Can you rewrite the paragraph of the outdoor fire safety text that begins "We want you to keep safe" as a shorter version that keeps its main facts?

[Source]
Begin
Remember if you see a fire in the countryside, report it immediately.
Fire safety doesn't stop when you leave the house.
We want you to keep safe when spending time outside. With more people taking to camping, caravanning, barbecuing and general outdoor leisure, always consider the fire risks. Why not download our handy booklet to remind you of our key safety tips when you're out and about.
- Avoid open fires in the countryside. Always have them in safe, designated areas.
- Don't leave bottles or glass in woodlands. Sunlight shining through glass can start a fire. Take them home or put them in a bin.
- If you see a fire in the countryside, report it immediately.
- Never throw cigarette ends out of car windows as they could start a fire.
- Keep a bucket of water, sand or a garden hose nearby for emergencies.
- Always follow safety instructions.
- Never use a barbecue indoors or inside a tent, the carbon monoxide that they produce can kill.
- Never leave a lit barbecue unattended.
- Ensure that you site your barbecue well away from fences, sheds, trees, shrubs and garden waste.
- Only use enough charcoal to cover the base of the barbeque.
- Be sure to keep children, pets and garden games away from the barbecue area.
- Do not empty ashes into dustbins or wheelie bins. If the ashes are hot they can melt the plastic and cause a fire.
- Never use petrol or paraffin to start or revive your barbecue, only use recognised lighters or starter fuel on cold coals.
- Store gas cylinders outside and protect from direct sunlight and frost. Do not store more cylinders than you need.
- Take care when turning bottled gas barbecues on and off.
- Make sure the gas is turned off before changing the gas cylinder and always change cylinders in the open air or in a well-ventilated area.
- After cooking, turn the gas supply off first and then the barbecue control. This will stop any gas from leaking.
- Do not use the barbecue if you suspect a gas leak.
- Ensure your gas barbecue is correctly serviced and make sure all joints are tightened, safe and secure.
End
Data listing:
Begin
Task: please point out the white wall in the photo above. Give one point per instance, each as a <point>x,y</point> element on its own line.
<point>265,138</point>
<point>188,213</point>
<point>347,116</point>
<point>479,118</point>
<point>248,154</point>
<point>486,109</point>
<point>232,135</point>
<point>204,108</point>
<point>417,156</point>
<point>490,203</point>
End
[Task result]
Stay safe outside. With more people camping, caravanning, barbecuing and enjoying outdoor leisure, always consider the fire risks. Download the booklet of key safety tips as a reminder when you're out and about.